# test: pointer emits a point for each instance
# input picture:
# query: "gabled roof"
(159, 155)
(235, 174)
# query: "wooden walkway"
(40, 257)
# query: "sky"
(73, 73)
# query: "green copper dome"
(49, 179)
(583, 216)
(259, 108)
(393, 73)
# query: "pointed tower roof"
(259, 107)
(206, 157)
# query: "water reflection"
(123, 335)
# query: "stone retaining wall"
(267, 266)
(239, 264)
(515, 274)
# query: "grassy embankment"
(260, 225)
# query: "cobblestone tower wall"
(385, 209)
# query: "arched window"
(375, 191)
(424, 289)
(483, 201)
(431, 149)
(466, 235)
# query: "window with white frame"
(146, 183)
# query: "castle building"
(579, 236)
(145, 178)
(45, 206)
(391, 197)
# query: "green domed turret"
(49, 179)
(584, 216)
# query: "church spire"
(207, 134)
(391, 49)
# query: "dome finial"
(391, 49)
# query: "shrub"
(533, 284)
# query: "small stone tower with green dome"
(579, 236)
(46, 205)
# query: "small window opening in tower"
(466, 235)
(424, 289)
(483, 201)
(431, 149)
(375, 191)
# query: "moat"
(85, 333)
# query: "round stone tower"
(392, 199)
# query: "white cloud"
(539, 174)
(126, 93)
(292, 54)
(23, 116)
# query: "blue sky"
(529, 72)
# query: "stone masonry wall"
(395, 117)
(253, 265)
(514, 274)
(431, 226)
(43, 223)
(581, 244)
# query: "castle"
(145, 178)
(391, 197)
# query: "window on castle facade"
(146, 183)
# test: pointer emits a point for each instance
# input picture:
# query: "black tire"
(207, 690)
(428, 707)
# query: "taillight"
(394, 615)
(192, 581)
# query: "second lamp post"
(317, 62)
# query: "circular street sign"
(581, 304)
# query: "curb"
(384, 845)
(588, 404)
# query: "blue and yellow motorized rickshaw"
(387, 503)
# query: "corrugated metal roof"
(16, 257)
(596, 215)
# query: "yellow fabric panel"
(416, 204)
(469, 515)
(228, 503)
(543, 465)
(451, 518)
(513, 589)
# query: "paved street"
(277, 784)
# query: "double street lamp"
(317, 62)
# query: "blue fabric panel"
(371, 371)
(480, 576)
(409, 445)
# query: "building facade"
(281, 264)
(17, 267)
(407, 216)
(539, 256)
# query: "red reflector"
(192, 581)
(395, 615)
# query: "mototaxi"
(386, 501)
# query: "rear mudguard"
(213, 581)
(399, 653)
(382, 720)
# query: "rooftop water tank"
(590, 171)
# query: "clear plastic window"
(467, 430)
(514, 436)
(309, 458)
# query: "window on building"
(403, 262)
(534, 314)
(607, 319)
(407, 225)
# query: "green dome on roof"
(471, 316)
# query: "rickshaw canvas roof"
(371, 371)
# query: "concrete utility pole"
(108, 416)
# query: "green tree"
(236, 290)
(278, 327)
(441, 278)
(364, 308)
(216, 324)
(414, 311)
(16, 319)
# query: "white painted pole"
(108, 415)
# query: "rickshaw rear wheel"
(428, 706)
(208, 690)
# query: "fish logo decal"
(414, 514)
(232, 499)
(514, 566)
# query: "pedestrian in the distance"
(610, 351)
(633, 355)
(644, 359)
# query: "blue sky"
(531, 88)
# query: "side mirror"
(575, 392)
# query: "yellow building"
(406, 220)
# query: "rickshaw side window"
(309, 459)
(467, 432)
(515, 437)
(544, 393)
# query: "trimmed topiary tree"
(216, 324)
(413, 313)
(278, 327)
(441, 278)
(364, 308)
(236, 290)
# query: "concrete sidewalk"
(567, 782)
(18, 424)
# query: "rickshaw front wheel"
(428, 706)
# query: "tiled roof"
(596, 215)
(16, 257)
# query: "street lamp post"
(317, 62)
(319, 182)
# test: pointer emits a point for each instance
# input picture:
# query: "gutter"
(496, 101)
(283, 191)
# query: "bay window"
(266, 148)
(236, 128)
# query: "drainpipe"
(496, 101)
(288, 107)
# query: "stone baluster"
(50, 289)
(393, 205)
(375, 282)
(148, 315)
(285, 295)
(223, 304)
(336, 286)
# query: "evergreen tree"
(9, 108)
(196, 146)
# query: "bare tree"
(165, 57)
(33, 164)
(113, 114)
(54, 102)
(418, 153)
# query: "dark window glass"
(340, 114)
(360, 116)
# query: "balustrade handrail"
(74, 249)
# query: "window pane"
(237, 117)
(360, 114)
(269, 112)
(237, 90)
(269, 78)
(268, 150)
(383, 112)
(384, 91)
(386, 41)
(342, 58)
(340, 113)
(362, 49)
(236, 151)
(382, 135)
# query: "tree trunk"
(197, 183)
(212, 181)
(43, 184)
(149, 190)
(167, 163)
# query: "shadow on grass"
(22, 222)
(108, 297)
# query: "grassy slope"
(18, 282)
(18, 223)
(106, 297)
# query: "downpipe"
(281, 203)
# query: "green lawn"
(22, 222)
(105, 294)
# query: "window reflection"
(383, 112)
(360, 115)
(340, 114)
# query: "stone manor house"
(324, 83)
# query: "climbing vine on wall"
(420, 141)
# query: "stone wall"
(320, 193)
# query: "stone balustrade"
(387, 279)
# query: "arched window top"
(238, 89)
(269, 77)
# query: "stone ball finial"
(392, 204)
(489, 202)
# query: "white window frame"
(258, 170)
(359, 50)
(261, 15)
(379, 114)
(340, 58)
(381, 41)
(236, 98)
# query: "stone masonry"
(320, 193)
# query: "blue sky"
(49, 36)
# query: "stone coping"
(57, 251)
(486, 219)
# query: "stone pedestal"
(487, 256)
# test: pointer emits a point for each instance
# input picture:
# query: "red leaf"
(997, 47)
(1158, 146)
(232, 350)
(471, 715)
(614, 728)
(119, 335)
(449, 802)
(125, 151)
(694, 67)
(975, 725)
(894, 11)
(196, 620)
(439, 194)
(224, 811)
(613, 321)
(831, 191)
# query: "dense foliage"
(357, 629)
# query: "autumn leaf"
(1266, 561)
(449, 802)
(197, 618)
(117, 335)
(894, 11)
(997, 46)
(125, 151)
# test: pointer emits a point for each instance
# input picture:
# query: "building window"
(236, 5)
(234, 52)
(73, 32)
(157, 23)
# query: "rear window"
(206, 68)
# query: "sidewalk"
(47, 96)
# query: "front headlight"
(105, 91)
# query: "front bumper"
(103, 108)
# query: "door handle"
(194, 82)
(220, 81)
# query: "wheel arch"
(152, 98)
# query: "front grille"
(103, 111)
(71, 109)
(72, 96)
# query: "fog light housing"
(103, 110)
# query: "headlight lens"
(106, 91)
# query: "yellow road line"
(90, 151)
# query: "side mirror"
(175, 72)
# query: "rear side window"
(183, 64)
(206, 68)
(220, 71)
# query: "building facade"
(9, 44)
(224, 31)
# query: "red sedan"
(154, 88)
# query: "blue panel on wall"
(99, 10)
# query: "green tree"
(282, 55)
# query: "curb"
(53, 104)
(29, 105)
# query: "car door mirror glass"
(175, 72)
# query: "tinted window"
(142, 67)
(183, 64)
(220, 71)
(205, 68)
++++++++
# [Task objective]
Every entry needs to be retyped exactly.

# [Result below]
# test: pointer emits a point for each instance
# input picture:
# query: "gabled roof"
(159, 155)
(235, 174)
# query: "wooden walkway"
(40, 257)
# query: "sky"
(73, 73)
# query: "green copper dome"
(49, 179)
(583, 216)
(259, 108)
(393, 73)
# query: "pointed tower roof"
(259, 107)
(206, 157)
# query: "water reflection"
(123, 335)
# query: "stone retaining wall"
(267, 266)
(239, 264)
(515, 274)
# query: "grassy embankment"
(260, 225)
# query: "cobblestone tower wall"
(385, 209)
# query: "arched window"
(375, 191)
(424, 289)
(483, 201)
(431, 149)
(466, 235)
# query: "window with white frame"
(146, 183)
# query: "castle building"
(579, 236)
(145, 178)
(45, 206)
(391, 197)
# query: "green domed turret"
(49, 179)
(584, 216)
# query: "church spire"
(207, 134)
(391, 49)
# query: "dome finial"
(391, 49)
# query: "shrub"
(533, 284)
# query: "small stone tower with green dome"
(579, 236)
(46, 205)
# query: "small window opening in tower"
(466, 235)
(424, 289)
(483, 201)
(431, 149)
(375, 191)
# query: "moat"
(85, 333)
# query: "round stone tower"
(392, 199)
# query: "white cloud"
(539, 174)
(126, 93)
(292, 54)
(23, 116)
# query: "blue sky"
(529, 72)
# query: "stone masonry wall"
(395, 117)
(253, 265)
(514, 274)
(431, 226)
(43, 223)
(581, 244)
# query: "castle"
(145, 178)
(391, 197)
# query: "window on castle facade"
(146, 183)
# test: pointer emits a point for each instance
# input picture:
# query: "black tire"
(207, 690)
(428, 707)
# query: "taillight"
(394, 615)
(192, 581)
# query: "second lamp post"
(317, 62)
# query: "circular street sign"
(581, 304)
# query: "curb"
(384, 845)
(588, 404)
# query: "blue and yellow motorized rickshaw"
(387, 503)
# query: "corrugated metal roof"
(16, 257)
(596, 215)
# query: "yellow fabric panel"
(416, 204)
(469, 515)
(228, 503)
(543, 465)
(451, 518)
(513, 589)
# query: "paved street"
(277, 784)
# query: "double street lamp"
(317, 62)
# query: "blue fabric panel"
(371, 371)
(480, 576)
(409, 445)
# query: "building facade"
(281, 264)
(17, 267)
(407, 216)
(539, 256)
# query: "red reflector"
(192, 581)
(395, 615)
# query: "mototaxi"
(386, 501)
# query: "rear mudguard"
(213, 581)
(399, 653)
(382, 720)
# query: "rooftop water tank"
(590, 171)
# query: "clear plastic window"
(467, 430)
(514, 436)
(309, 458)
# query: "window on building"
(403, 262)
(534, 314)
(607, 319)
(407, 225)
# query: "green dome on roof"
(471, 316)
# query: "rickshaw canvas roof"
(371, 371)
# query: "concrete utility pole"
(108, 416)
# query: "green tree"
(236, 290)
(278, 327)
(441, 278)
(364, 308)
(216, 324)
(414, 311)
(16, 319)
# query: "white painted pole"
(108, 415)
# query: "rickshaw rear wheel"
(428, 706)
(208, 690)
# query: "fish logo decal"
(414, 514)
(232, 499)
(514, 566)
# query: "pedestrian in the distance"
(610, 351)
(633, 355)
(644, 359)
# query: "blue sky"
(531, 88)
# query: "side mirror"
(575, 392)
# query: "yellow building"
(406, 220)
# query: "rickshaw side window"
(309, 459)
(467, 432)
(515, 437)
(544, 393)
# query: "trimmed topiary tree"
(216, 324)
(413, 313)
(278, 327)
(441, 278)
(364, 308)
(236, 290)
# query: "concrete sidewalk"
(567, 782)
(18, 424)
# query: "rickshaw front wheel"
(428, 706)
# query: "tiled roof"
(596, 215)
(16, 257)
# query: "street lamp post"
(317, 62)
(319, 182)
# test: pointer emits a point for each instance
# input picture:
# query: "gutter"
(496, 101)
(283, 191)
# query: "bay window"
(266, 148)
(236, 128)
# query: "drainpipe"
(496, 101)
(288, 107)
# query: "stone baluster"
(50, 289)
(393, 205)
(375, 282)
(148, 315)
(285, 295)
(223, 304)
(336, 286)
# query: "evergreen tree"
(9, 108)
(196, 146)
# query: "bare tree"
(165, 57)
(33, 164)
(113, 114)
(54, 102)
(418, 153)
# query: "dark window glass"
(340, 114)
(360, 116)
# query: "balustrade handrail"
(74, 249)
# query: "window pane"
(237, 117)
(360, 114)
(269, 112)
(237, 90)
(269, 78)
(268, 150)
(383, 112)
(384, 91)
(386, 41)
(342, 58)
(340, 113)
(362, 49)
(236, 151)
(382, 135)
# query: "tree trunk"
(197, 183)
(212, 181)
(43, 184)
(149, 190)
(167, 163)
# query: "shadow on grass"
(22, 222)
(108, 297)
# query: "grassy slope"
(18, 282)
(18, 223)
(106, 297)
# query: "downpipe"
(281, 203)
# query: "green lawn"
(22, 222)
(105, 294)
# query: "window reflection"
(383, 112)
(360, 115)
(340, 114)
# query: "stone manor house"
(324, 83)
# query: "climbing vine on wall"
(420, 141)
# query: "stone wall"
(320, 193)
# query: "stone balustrade"
(387, 279)
# query: "arched window top"
(238, 89)
(269, 77)
# query: "stone ball finial"
(392, 204)
(489, 202)
# query: "white window frame"
(258, 170)
(359, 50)
(261, 15)
(379, 114)
(340, 58)
(381, 41)
(236, 98)
# query: "stone masonry"
(320, 193)
# query: "blue sky"
(49, 36)
# query: "stone coping"
(57, 251)
(486, 219)
# query: "stone pedestal"
(487, 256)
# test: pointer emits a point for each instance
# input picture:
# query: "red leaf"
(997, 47)
(1158, 146)
(232, 350)
(471, 715)
(614, 728)
(119, 335)
(449, 802)
(125, 151)
(694, 67)
(975, 725)
(894, 11)
(196, 620)
(439, 194)
(224, 811)
(613, 321)
(831, 191)
# query: "dense foliage"
(357, 629)
# query: "autumn leaf"
(1266, 561)
(449, 802)
(197, 618)
(117, 335)
(894, 11)
(997, 46)
(125, 151)
# test: pointer emits a point for each instance
# input picture:
# query: "building window"
(236, 5)
(234, 52)
(73, 32)
(157, 23)
# query: "rear window"
(206, 68)
# query: "sidewalk"
(47, 96)
# query: "front headlight"
(105, 91)
# query: "front bumper"
(103, 108)
# query: "door handle"
(194, 82)
(220, 81)
# query: "wheel arch"
(152, 98)
# query: "front grille"
(103, 111)
(71, 109)
(72, 96)
# query: "fog light housing"
(103, 110)
# query: "headlight lens"
(106, 91)
# query: "yellow road line"
(90, 151)
# query: "side mirror"
(175, 72)
# query: "rear side window"
(183, 64)
(206, 68)
(220, 71)
# query: "building facade"
(9, 44)
(224, 31)
# query: "red sedan"
(154, 88)
# query: "blue panel on wall"
(99, 10)
# query: "green tree"
(282, 55)
# query: "curb"
(53, 104)
(29, 105)
# query: "car door mirror glass"
(175, 72)
# query: "tinted window"
(142, 67)
(183, 64)
(220, 71)
(205, 68)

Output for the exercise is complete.